___ Fragmento original ___

1. El complejo nuclear es intrínsecamente totalitario

La aparente controversia respecto a la energía nuclear no es en realidad una cuestión de debate, sino en la medida que se remite a la cuestión subyacente del poder social. Su historia lo deja claro. Desarrollada, primero, como arma de guerra bajo el velo del secreto militar y, luego, con los esfuerzos coordinados de los grandes intereses empresariales, la energía nuclear nunca fue debatida públicamente hasta que la totalidad de la sociedad se vio ampliamente comprometida. En los orígenes de la carrera nuclear, cualquier oposición pública habría supuesto la acusación de traición. La tecnología y los materiales nucleares todavía se consideran una cuestión de estricta seguridad estatal.

En lugar de una auténtica discusión pública, las preocupaciones sobre esta peligrosa tecnología se han visto relegadas al margen gracias a la imposición del monólogo de la propaganda y del patriotismo. Para los conspiradores de la energía nuclear, hablar de ello es una cortina de humo. No es una cuestión de decisiones técnicas o de simple procedimiento, de análisis de “coste/beneficio” o de valoración de riegos que haya que conceder a expertos o a ciudadanos bien educados. La vida es una cosa, la palabrería, la jerga sin sentido y la mistificación al servicio de la explícita dominación es otra. En las dos últimas décadas, los extravagantes reclamos llevados a cabo por la utopía tecnológica y la abundancia sin límites se han visto socavados.

___ Material extraído ___

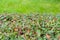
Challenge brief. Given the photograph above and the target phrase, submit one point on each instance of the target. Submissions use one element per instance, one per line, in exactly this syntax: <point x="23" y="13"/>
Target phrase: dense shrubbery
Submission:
<point x="29" y="27"/>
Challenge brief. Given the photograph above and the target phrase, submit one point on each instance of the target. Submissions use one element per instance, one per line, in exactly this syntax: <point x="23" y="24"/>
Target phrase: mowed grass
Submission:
<point x="28" y="6"/>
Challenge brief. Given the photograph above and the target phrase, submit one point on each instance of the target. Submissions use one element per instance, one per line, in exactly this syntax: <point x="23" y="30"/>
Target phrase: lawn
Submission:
<point x="29" y="19"/>
<point x="29" y="27"/>
<point x="28" y="6"/>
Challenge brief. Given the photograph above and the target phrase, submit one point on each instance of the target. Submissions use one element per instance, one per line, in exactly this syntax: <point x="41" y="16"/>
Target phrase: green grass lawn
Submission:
<point x="27" y="6"/>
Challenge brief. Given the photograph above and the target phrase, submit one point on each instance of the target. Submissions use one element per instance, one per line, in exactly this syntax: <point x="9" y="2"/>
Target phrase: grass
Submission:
<point x="27" y="6"/>
<point x="29" y="27"/>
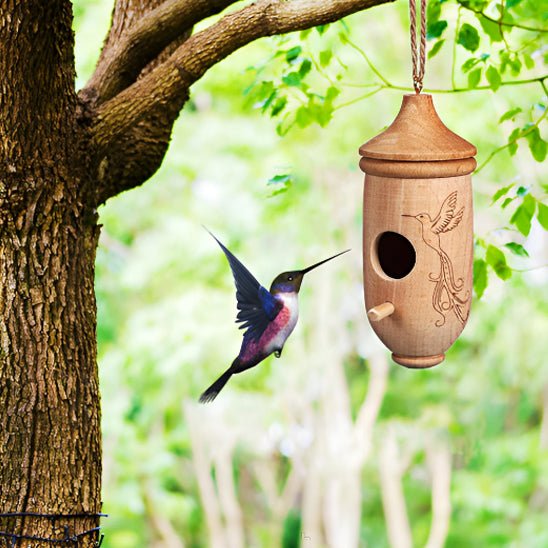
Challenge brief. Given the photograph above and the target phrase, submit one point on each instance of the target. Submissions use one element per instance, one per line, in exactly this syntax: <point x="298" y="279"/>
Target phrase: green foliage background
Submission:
<point x="265" y="155"/>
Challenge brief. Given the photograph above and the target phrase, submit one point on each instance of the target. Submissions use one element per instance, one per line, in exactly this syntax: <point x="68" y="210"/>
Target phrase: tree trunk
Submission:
<point x="50" y="454"/>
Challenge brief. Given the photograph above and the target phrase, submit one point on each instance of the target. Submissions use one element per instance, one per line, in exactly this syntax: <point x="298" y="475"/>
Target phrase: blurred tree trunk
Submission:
<point x="50" y="421"/>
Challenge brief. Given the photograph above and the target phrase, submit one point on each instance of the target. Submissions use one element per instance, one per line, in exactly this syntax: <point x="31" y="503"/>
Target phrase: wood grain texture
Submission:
<point x="434" y="213"/>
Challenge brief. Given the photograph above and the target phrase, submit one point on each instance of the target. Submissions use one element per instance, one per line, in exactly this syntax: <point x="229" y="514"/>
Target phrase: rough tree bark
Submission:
<point x="61" y="156"/>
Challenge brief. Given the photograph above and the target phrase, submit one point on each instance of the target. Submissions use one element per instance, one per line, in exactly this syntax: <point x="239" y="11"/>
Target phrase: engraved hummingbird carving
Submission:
<point x="269" y="317"/>
<point x="446" y="291"/>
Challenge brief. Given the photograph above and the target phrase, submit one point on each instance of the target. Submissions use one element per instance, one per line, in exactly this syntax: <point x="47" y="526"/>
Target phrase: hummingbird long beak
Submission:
<point x="305" y="270"/>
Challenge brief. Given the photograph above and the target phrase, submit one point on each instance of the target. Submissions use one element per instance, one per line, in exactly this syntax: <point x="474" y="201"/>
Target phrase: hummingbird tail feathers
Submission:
<point x="211" y="393"/>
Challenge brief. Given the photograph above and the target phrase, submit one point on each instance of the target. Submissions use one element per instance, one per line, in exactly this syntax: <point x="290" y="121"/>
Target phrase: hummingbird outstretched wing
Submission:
<point x="257" y="306"/>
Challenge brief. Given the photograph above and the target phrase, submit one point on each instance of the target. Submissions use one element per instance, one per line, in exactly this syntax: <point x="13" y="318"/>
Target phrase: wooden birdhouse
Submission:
<point x="417" y="233"/>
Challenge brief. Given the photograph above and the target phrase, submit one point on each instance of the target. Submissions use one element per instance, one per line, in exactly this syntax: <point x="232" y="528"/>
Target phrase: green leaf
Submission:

___

[Preguntas para responder]
A) Imprime el fragmento sobre la energía nuclear entre "La aparente controversia" y "estricta seguridad estatal.", ambos incluidos.
B) Responde según el fragmento sobre la energía nuclear:
(i) ¿Cómo se desarrolló primero la energía nuclear?
(ii) ¿Qué habría supuesto cualquier oposición pública en los orígenes de la carrera nuclear?
(iii) ¿En qué periodo se han visto socavados los reclamos de la utopía tecnológica y la abundancia sin límites?
Los registros vienen de otra fuente.

[Respuestas]
A)
La aparente controversia respecto a la energía nuclear no es en realidad una cuestión de debate, sino en la medida que se remite a la cuestión subyacente del poder social. Su historia lo deja claro. Desarrollada, primero, como arma de guerra bajo el velo del secreto militar y, luego, con los esfuerzos coordinados de los grandes intereses empresariales, la energía nuclear nunca fue debatida públicamente hasta que la totalidad de la sociedad se vio ampliamente comprometida. En los orígenes de la carrera nuclear, cualquier oposición pública habría supuesto la acusación de traición. La tecnología y los materiales nucleares todavía se consideran una cuestión de estricta seguridad estatal.

B)
(i) Como arma de guerra, bajo el velo del secreto militar.
(ii) La acusación de traición.
(iii) En las dos últimas décadas.